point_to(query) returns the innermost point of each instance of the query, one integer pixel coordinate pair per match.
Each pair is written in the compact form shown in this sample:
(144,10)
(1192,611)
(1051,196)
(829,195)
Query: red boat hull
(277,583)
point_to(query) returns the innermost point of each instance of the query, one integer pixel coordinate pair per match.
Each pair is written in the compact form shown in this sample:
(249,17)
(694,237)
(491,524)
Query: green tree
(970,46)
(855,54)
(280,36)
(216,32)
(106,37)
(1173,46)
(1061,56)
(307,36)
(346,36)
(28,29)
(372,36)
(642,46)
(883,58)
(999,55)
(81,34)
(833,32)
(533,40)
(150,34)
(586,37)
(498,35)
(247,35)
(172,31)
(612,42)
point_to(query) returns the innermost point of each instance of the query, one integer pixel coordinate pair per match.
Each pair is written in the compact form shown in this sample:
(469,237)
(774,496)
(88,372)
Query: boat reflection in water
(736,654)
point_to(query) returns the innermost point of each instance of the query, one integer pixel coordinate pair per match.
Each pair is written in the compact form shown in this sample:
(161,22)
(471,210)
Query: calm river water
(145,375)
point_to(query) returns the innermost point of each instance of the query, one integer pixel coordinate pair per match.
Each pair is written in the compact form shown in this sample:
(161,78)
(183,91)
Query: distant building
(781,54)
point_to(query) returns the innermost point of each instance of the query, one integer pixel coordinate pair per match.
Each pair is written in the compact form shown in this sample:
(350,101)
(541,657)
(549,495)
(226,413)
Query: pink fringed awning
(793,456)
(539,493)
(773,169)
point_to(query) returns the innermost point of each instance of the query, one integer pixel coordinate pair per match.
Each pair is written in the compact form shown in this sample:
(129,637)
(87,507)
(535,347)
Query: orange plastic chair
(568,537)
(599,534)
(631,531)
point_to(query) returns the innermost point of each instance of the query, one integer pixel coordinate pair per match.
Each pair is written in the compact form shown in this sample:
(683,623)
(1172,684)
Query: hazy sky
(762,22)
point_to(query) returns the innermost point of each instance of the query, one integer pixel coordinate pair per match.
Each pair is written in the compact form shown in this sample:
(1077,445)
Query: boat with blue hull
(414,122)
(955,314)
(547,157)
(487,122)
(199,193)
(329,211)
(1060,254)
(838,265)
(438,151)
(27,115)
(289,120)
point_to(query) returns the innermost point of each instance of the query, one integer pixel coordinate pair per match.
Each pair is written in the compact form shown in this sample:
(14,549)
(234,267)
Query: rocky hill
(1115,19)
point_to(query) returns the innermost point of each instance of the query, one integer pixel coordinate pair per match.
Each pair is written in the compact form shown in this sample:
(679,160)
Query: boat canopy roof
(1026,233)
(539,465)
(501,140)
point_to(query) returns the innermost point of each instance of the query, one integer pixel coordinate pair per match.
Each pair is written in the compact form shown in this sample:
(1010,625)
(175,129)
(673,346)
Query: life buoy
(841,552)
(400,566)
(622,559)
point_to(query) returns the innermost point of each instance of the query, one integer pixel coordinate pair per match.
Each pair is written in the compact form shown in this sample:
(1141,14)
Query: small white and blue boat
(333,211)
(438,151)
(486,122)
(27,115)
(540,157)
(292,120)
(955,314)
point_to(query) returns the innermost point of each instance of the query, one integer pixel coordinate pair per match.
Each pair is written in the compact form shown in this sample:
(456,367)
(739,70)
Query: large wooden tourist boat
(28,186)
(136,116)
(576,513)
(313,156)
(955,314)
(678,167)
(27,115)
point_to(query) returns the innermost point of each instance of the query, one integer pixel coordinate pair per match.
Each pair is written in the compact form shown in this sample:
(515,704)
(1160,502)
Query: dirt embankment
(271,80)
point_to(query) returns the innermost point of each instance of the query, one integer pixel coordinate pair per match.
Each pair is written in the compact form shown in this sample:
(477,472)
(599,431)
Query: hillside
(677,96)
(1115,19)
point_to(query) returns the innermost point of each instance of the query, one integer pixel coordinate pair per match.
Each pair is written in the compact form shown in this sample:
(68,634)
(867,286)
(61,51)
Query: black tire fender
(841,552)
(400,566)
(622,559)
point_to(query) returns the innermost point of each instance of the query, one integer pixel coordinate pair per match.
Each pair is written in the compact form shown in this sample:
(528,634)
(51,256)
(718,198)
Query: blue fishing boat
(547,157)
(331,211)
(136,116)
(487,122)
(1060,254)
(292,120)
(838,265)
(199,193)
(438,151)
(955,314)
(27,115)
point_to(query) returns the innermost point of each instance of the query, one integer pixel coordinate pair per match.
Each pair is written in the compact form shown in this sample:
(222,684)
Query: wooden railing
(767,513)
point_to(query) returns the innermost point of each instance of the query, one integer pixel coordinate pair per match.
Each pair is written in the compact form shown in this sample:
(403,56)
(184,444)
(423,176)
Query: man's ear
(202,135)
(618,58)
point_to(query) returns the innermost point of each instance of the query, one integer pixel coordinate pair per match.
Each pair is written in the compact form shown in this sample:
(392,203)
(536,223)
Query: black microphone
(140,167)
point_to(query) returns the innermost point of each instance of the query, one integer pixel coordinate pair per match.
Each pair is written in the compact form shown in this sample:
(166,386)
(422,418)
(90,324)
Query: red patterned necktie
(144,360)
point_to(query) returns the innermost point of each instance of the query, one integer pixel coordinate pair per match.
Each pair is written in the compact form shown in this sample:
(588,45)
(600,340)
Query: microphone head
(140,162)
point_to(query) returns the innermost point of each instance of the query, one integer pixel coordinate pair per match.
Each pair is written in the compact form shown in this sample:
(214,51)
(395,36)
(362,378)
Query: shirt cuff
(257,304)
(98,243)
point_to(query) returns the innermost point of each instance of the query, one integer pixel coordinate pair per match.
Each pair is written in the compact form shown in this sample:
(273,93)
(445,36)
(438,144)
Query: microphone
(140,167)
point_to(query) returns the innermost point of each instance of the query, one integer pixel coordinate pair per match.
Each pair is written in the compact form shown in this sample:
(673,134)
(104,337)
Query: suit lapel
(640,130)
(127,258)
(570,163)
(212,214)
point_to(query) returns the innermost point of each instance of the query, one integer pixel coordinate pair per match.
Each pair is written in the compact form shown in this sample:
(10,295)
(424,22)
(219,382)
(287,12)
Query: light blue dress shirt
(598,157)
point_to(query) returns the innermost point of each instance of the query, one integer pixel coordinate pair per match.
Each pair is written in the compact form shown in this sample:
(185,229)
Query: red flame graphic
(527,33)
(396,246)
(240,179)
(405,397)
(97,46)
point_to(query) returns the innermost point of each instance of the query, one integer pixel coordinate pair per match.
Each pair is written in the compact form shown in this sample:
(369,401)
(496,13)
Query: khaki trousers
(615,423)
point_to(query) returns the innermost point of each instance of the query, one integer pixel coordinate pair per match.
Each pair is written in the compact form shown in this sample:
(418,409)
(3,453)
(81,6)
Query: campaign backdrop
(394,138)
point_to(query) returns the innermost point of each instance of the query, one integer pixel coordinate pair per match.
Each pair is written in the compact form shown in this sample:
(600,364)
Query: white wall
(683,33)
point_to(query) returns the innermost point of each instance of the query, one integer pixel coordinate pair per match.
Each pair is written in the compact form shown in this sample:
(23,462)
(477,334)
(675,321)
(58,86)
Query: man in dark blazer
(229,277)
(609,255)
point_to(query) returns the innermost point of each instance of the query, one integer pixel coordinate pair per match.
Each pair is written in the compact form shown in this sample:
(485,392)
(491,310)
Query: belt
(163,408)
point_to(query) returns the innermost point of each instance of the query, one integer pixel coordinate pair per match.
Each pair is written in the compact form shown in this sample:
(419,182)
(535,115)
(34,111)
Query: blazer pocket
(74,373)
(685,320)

_WORK TO DO:_ Select and copy every line of the data above that contains the string "hull". Matching is case-sensitive.

_THE OUTPUT:_
Query: red boat hull
Query: boat with blue hull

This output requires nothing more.